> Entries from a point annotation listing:
::::::::::
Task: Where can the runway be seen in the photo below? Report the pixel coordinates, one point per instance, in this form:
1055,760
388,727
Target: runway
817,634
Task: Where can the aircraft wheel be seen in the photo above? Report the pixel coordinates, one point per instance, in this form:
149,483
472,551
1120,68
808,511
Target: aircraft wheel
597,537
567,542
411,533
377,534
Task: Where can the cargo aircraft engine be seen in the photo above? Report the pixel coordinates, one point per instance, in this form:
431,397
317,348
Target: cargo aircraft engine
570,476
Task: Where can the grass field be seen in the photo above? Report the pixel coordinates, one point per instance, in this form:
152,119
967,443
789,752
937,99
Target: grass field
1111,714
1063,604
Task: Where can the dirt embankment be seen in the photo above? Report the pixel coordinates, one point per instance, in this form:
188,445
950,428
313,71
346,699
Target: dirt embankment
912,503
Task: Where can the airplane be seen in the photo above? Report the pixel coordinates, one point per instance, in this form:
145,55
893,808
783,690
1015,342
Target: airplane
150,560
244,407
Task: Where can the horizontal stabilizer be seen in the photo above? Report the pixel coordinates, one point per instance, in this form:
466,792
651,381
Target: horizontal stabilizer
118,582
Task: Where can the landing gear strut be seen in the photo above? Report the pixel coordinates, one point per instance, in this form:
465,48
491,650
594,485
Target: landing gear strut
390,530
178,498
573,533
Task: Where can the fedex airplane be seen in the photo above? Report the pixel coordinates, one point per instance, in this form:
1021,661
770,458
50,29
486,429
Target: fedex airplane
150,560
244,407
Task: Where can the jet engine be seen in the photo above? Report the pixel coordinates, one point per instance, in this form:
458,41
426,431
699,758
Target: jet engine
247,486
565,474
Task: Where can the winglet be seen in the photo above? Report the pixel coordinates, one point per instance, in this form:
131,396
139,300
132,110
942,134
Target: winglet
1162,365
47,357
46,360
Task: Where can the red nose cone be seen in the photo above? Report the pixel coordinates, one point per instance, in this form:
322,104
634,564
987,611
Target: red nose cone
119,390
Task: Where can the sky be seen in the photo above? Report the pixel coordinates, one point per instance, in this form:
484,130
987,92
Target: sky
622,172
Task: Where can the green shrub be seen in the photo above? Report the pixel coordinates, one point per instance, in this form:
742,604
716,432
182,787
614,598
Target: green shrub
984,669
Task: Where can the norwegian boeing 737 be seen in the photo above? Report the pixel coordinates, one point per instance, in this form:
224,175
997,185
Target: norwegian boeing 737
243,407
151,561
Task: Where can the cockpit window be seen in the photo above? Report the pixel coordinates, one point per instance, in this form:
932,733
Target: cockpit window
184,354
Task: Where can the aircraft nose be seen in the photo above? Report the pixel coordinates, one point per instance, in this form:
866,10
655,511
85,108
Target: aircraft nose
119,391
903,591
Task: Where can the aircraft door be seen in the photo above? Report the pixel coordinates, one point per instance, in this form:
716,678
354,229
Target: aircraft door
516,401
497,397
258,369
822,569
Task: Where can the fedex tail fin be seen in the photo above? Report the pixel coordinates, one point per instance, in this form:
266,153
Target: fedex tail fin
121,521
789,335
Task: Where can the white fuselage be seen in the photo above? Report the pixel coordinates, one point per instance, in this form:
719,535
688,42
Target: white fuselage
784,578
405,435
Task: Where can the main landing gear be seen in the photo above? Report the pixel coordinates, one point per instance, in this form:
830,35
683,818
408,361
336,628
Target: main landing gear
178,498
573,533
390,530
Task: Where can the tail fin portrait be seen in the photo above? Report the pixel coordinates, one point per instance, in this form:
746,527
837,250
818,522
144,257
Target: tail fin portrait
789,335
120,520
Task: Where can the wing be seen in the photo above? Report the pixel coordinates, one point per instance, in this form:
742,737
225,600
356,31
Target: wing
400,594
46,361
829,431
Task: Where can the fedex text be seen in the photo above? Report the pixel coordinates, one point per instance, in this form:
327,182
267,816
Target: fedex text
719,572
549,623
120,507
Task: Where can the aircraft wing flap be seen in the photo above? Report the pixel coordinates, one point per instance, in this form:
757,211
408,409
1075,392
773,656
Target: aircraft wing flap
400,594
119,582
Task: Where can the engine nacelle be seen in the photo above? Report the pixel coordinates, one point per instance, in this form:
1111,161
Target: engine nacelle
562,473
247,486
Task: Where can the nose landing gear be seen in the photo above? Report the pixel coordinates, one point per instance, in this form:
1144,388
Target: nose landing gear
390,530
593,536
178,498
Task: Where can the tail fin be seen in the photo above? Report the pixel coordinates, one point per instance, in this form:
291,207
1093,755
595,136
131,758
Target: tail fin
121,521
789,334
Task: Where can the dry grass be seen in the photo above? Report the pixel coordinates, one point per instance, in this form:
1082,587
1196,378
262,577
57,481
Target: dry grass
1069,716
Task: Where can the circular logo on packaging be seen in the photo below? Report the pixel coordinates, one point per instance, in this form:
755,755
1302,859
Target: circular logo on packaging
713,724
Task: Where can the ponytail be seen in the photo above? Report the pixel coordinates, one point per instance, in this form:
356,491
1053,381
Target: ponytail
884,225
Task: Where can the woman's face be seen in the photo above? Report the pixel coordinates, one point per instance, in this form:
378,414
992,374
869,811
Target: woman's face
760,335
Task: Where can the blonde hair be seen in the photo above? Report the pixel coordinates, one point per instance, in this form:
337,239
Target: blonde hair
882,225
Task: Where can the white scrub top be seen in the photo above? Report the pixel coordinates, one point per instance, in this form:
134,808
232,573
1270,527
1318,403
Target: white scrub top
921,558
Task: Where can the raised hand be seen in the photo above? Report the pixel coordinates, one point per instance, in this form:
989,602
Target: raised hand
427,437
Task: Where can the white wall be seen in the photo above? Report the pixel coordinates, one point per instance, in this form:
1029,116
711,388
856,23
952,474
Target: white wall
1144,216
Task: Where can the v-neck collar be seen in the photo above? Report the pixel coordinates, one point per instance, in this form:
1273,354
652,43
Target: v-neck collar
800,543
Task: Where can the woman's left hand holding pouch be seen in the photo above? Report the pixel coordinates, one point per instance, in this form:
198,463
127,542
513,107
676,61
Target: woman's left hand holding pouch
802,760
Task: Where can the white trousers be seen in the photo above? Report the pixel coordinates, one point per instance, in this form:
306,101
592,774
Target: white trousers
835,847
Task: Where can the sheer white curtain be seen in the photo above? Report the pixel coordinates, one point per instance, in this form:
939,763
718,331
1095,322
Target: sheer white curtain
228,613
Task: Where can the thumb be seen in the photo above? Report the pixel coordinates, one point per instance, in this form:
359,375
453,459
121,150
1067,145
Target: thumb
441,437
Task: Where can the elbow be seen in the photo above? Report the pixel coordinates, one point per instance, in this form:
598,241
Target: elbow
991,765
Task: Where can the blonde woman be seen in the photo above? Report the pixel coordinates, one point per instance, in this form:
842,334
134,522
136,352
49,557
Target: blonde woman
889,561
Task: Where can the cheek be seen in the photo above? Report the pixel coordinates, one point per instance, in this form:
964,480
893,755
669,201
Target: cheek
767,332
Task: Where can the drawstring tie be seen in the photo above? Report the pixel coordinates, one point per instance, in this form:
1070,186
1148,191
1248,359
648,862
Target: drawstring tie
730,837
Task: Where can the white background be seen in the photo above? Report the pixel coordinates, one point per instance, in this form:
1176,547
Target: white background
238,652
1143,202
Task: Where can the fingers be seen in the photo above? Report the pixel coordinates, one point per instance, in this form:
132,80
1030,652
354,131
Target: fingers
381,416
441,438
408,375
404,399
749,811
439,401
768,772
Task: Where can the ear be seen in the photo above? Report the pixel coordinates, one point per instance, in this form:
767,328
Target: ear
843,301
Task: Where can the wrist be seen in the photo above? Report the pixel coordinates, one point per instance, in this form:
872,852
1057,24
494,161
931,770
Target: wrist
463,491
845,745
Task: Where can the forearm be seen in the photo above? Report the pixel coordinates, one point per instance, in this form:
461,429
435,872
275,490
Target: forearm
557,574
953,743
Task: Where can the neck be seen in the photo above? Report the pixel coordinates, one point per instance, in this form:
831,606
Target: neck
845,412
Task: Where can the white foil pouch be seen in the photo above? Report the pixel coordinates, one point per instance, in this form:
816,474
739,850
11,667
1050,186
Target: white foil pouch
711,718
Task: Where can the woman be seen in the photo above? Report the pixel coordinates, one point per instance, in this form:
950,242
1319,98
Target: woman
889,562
::::::::::
Repeat the lines of the listing verbatim, starting at the line containing "Task: Where can the forearm" and ending at the last line of the listing.

> RESULT BELOW:
Task: Where can the forearm be seen in the photo above? Report the pixel coordinates, one point per instance, in this form:
461,429
435,872
275,490
Target: forearm
557,574
953,743
Task: Where can the neck be seen in the photo above? Report the pixel coordinates, one point per instance, in this form:
831,606
Target: neck
845,412
Task: Where can the white foil pouch be seen in the photo above? Report the pixel coordinates, one point per instance, in this form:
816,474
739,850
11,667
1050,186
Target: white foil pouch
711,718
Task: Where can the woman be seen in the photo above? Report the pixel coordinates, one point per instance, in this form:
950,242
1319,98
Target: woman
889,562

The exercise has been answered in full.